### What is being asked
What you produce should match the records exactly, line for line.

[Stored records]

Segment Open

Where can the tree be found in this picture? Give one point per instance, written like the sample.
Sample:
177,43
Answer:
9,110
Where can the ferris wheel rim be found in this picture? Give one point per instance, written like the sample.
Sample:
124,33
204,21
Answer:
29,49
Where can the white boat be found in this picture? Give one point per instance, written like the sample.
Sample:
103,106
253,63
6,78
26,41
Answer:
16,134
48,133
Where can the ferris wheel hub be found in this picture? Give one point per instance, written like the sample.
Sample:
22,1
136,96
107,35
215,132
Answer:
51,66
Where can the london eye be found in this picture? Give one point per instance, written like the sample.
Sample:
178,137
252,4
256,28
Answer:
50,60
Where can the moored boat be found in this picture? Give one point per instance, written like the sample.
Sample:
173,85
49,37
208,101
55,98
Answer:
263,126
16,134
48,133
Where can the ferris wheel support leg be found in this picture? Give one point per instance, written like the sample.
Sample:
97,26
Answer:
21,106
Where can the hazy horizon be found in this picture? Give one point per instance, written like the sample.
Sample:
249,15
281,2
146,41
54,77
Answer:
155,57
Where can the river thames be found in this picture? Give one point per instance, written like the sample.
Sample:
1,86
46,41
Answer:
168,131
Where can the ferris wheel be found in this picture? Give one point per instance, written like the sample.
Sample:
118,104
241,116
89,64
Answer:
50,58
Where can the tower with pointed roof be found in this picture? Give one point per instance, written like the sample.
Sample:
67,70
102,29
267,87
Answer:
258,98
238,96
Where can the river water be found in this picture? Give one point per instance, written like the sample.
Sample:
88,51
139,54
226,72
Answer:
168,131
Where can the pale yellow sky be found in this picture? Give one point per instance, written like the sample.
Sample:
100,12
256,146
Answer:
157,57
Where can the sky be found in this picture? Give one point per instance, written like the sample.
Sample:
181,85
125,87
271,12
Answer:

Segment Closed

### Result of the task
Where can the tree be found in this picture? Give one point per instance, written like the sample.
Sample:
177,43
Answer:
9,110
Where can the ferris wheel rim be found in this picture? Give one point per instance, written like the sample.
Sample:
124,33
204,21
Answer:
29,49
Where can the white boat be found in this picture? Give one point per instance, written like the sample.
Sample:
103,106
253,63
6,78
26,41
Answer:
16,134
48,133
Where can the ferris wheel hub be found in this picture? Give one point per instance, written like the sample.
Sample:
22,1
136,96
107,35
215,132
Answer:
51,66
Where can the london eye be found in this picture? Give one point per instance, written like the sample.
Sample:
178,137
252,4
256,28
Answer:
50,60
Where can the moored boat be found in this picture? Give one point per instance, written like the sample.
Sample:
173,85
49,37
208,101
55,98
Answer:
263,126
16,134
48,133
Where can the ferris wheel support leg be found in this picture? Give one point per instance, written like the sample.
Sample:
97,26
Answer:
21,106
Where can the hazy horizon be found in this picture? Give one point per instance, written like the sample.
Sample:
249,15
281,2
146,41
54,77
Answer:
155,57
Where can the river thames be found in this picture? Give one point per instance, written like the sample.
Sample:
1,86
46,41
Answer:
168,131
Where can the ferris wheel be found in this picture? Give one point per instance, written like the sample.
Sample:
118,104
241,116
89,64
Answer:
50,58
Where can the tower with pointed roof be found in this picture? Give one point per instance, written like the sample.
Sample:
67,70
102,29
267,87
Answer:
258,98
238,96
Where can the river water be found in this picture? Give one point per instance, written like the sample.
Sample:
88,51
139,54
226,72
Answer:
168,131
Where can the pale yellow sky be found in this picture? Give one point per instance, written like the sample.
Sample:
100,12
256,146
Answer:
157,57
Where can the sky be found in this picture? Give one point per instance, written like the sample.
Sample:
181,85
125,87
271,12
Answer:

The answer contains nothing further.